→ Study material:
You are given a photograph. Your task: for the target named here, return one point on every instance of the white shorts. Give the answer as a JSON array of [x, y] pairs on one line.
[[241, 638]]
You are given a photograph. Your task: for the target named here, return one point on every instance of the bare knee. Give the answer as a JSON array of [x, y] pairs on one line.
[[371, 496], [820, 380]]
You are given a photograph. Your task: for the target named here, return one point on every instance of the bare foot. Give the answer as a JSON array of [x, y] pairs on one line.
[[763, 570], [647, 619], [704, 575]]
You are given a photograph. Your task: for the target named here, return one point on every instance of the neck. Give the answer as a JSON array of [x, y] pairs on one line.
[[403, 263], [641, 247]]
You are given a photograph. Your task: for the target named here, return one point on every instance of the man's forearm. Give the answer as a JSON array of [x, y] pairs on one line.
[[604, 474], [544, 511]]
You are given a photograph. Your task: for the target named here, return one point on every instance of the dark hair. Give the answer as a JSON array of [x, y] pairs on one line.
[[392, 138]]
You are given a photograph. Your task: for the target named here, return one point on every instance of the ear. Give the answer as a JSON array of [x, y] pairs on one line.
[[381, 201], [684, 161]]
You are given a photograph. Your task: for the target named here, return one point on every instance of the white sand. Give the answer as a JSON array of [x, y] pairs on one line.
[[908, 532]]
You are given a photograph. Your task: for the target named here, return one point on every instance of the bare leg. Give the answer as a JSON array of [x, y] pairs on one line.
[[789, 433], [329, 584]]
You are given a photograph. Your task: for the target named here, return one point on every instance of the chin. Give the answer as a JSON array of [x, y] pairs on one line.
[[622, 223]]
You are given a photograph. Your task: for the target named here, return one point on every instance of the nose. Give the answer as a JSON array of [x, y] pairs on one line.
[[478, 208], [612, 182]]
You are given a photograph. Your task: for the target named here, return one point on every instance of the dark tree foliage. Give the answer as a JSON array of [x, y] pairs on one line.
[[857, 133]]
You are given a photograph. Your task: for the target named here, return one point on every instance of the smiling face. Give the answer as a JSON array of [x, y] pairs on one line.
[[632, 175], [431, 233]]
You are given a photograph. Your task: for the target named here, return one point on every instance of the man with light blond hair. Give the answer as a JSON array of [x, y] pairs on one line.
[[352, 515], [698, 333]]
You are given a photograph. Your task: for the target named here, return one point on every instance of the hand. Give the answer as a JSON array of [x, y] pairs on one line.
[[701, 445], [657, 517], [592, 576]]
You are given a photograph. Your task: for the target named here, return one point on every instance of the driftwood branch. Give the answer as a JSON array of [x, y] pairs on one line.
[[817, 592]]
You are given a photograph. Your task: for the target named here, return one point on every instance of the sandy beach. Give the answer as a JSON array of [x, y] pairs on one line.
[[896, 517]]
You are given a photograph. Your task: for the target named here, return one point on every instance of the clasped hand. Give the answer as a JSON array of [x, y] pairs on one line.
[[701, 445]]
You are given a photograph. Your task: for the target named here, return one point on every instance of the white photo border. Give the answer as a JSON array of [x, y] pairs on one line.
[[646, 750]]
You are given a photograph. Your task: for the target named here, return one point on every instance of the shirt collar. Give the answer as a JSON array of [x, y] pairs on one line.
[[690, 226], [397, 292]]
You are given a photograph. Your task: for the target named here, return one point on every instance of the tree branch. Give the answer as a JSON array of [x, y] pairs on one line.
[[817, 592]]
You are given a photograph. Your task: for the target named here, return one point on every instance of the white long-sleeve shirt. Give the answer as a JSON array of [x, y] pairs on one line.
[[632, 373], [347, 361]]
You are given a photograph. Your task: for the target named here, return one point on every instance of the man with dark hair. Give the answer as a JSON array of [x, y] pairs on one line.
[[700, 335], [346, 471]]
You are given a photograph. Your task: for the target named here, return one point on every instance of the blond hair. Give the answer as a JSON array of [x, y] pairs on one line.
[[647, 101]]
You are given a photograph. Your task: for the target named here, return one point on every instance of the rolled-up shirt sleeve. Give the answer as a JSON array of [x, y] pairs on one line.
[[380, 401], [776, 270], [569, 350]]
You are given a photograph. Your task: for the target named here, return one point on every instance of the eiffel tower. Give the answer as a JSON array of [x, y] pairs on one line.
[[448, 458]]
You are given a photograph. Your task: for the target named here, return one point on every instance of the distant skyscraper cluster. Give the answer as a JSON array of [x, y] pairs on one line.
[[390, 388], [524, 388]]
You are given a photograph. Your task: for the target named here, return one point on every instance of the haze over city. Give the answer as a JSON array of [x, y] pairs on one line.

→ Task details: Write every entry out again. Leave each one exactly as it is.

→ Solution to this exercise:
You are given a photograph. Your task: for the target named here, return one point on every instance of the white shorts. Give the answer as a JSON array of [x, y] pairs on one line.
[[241, 638]]
You are given a photograph. Your task: for the target named here, return one point on every instance of the bare knee. Give the answer as a JSON array of [x, y] pairs on one line.
[[371, 496], [820, 380]]
You are given a photograph. Your task: for the target named here, return one point on every instance of the bare foot. Give the answer as a JSON array of [x, y] pairs on one line.
[[763, 570], [647, 619], [704, 575]]
You are given a photograph. Your task: for the target named here, return one point on every instance of the neck. Give the answer as a JSON array of [x, y] pairs on one line.
[[403, 263], [641, 247]]
You are given a photograph. Your task: for the target named here, return one point on every instance of the man's forearm. Give the answer as a JSON array of [x, y] pairs on one line.
[[604, 474], [544, 511]]
You are given a photograph. Your task: for the target named here, return one point on every instance of the dark hair. Give the answer as a JSON array of [x, y] pairs on one line.
[[392, 138]]
You are given a photograph. Your task: for the target named here, return one point on every instance of the ear. Give the answer as a JSON array of [x, y] pairs on one line.
[[381, 201], [684, 161]]
You are given a photograph. Your task: for the target named here, return one point on every instance of the white sand. Give the answer as a JSON array of [x, y] pairs on one line.
[[908, 532]]
You are given a photograph. Your task: for the target named here, return one point on every instance of the bare leg. Give the answer as a JSON array of [x, y] pairs on one line.
[[789, 433], [329, 584]]
You are given a photograph. Your task: for the target named here, return one point on every instance of the chin. Give the answer as a JSON array of [x, y] pairs on one line.
[[622, 223]]
You are given a photograph. Your task: for the target named here, return one point on every instance of the nose. Give the answer as a JSON array of [x, y] pairs on one line.
[[478, 208], [612, 182]]
You are given a photograph. Your task: for the target named here, return one point on every instance of the dark tree foliage. Give the answer as a JSON array of [x, y] pairs on one line.
[[857, 133]]
You are given a photograph. Your task: for the target named here, return one point on every instance of the smiling face. Give the answer as a JSON array of [x, y] pairs on one line.
[[632, 175], [431, 233]]
You are given a photograph. Your task: for the target named here, return one point on every instance of the man with light blond hair. Give the answer as a JSON array of [x, y] pairs on one line.
[[352, 515], [698, 333]]
You are given a photograph. Your task: for the target named here, return one point on every instance of the hand. Give the answer as a JSON array of [x, y] pairs on one line.
[[701, 445], [657, 517], [592, 576]]
You are given a photograph. Your task: for the target named here, return one point on every instance of the driftwood branch. Give the answer as a JSON array of [x, y] pairs on one line.
[[817, 592]]
You are given a photograph. Your task: for the target named here, return one point on every instance of the sandy beach. Give the answer as a JSON array of [x, y] pairs on one line.
[[896, 517]]
You are given a photograph. Your task: for the target named here, return one point on every instance of the clasped hand. Give the answer as a JSON array of [x, y] pairs on one line.
[[701, 445]]
You are given a photograph. Your task: for the target named here, return one point on every instance of the white photo border. Give the answer as a JSON array of [x, y] pairs on one line.
[[646, 750]]
You are given a photograph. Your task: for the target named here, return one point on every instance of the shirt collar. Give the answer as a JSON array of [x, y] pairs on one line.
[[690, 226], [397, 292]]
You are given a photograph. Your task: for the target named here, return one point on every instance of the tree branch. Give the answer as a JSON array of [x, y] pairs on one line.
[[817, 592]]
You are given a photograph. Your task: for the target named here, return one point on every instance of the white long-sleeve shirt. Give the answer as a JSON array of [x, y] pairs on one line.
[[632, 373], [347, 361]]
You are given a photograph. Your task: for the target named here, return one point on every instance of the man with dark hair. Give the answer as a JSON array of [x, y] pairs on one line.
[[700, 335], [346, 471]]
You are given a photograph. Your task: for the target named here, return one point on every instance of the blond hair. Give the answer as a JSON array of [x, y] pairs on one line.
[[647, 101]]
You are given a photograph. Your task: for the target named here, return one point on every instance of the rolled-up shirt sleeve. Give the answer as a JSON array of [x, y] pairs on one line.
[[380, 401], [776, 270], [569, 350]]
You are given a photograph. Your task: for the target named here, return one point on every instance of the eiffel tower. Give the answer as a JSON array of [x, y] pairs on one line.
[[448, 458]]
You are given a photograph. Your task: for the target named here, return one point on every instance of the distant skyscraper cluster. Give the answer as a JSON array of [x, y] pairs on one line.
[[390, 388], [524, 388]]
You are given a photograph. Your task: for the target named here, return one point on every instance of the haze over city. Give the answer as a JSON array of [x, y] pairs on one line.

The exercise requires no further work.